___ Supplied passage
First steps in creating an AI roadmap for news organizations

Artificial Intelligence is transforming present-day journalism and is set to become the future backbone of innovative newsrooms. But there is a risk of an innovation gap, as not every news organization will have access to these new automation technologies. For this reason, in my explorations as a John. S. Knight (JSK) Journalism Fellow at Stanford, I’ve been seeking ideas on how to create an AI roadmap for newsrooms.

A Medium post I published in December (“10 things about AI every newsroom should know,”) drew a lot of interest from journalists and technologists. The question many of them asked, no matter their country or news organization, is “Where do we begin?” Artificial Intelligence can seem a bit scary or daunting to many journalists; there’s a real need for more guidance to introduce AI in a newsroom setting.

So I reached out to people at a few key news organizations that have already integrated AI into their news operations and are looking to do more. I interviewed innovation leaders at The Associated Press, The Washington Post and the Finnish public broadcaster Yle. The following recommendations could be a start in helping news organizations take the first steps toward using AI in their newsrooms.

1. Pick a small project to introduce AI

How will you power your AI? This a crucial question when you want to introduce AI for the first time in your newsroom. The availability of clean and consistent data will decide what kind of pilot project you can start. Sports and business news have been the most frequent first use cases for newsrooms, followed by election results.

The Associated Press and The Washington Post were among the first news organizations to automate stories about sports and business. “There are two important criteria for why we choose to automate stories,” explains Lisa Gibbs, director of news partnerships at The Associated Press. “We have to be able to demonstrate that this automated content will reach new audiences or enter new markets, and that we save a lot of time by pursuing automation.”

Emilio Garcia-Ruiz is The Washington Post managing editor who oversees the newsroom’s development, implementation and execution of digital strategy. “Our people were very encouraging and impressed when we introduced Heliograf, our in-house program to create online stories on high school sports. This was content that we weren’t creating yet,” he says. “Keeping a journalist in the loop is essential. Because it is one thing for Heliograf to write a cohesive sentence using a template, but the final result should also be publishable.”
______
___ Data section
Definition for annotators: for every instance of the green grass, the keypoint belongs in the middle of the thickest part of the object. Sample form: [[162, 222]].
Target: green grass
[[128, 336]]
______
Requirement 1 - In the article on AI roadmaps for newsrooms, what does The Washington Post call its in-house program for creating online stories on high school sports?
Requirement 2 - Extend the article on AI roadmaps for newsrooms, picking up after its last sentence.

Exercise result 1 - Heliograf.

Exercise result 2 -
Last year, the Finnish public broadcaster Yle introduced their robo-journalist Voitto, the Finnish word for victory. It uses machine learning to write articles about the results of municipal elections and ice hockey games. But Voitto is not just for the journalists at Yle. Integrated into the Yle NewsWatch app, Voitto is also a personal smart news assistant for public users, recommending interesting articles on their mobile devices.

“We gave a lot of thought on how to present Voitto, how it looks and feels,” says Jarno Koponen, the head of AI at Yle. “It was our choice to represent the robo-journalist as a character, not like the Terminator or an anonymous machine. We developed Voitto in close cooperation with our journalists, to see how it could help them. Now they are very happy: Voitto is augmenting their work and taking over the more mechanical tasks, while the journalists can focus more on the human work: analysis and storytelling.”

2. Work with an in-house AI team or with start-ups

For the development of new AI applications, news organizations have to choose between in-house expertise and outsourcing the work, perhaps to a start-up partner or university. Two factors are decisive: time and money. Outsourcing is usually faster, while hiring data scientists and machine learning experts can cost a lot. In the long term, building in-house expertise will pay off and can give your news organization a more competitive advantage.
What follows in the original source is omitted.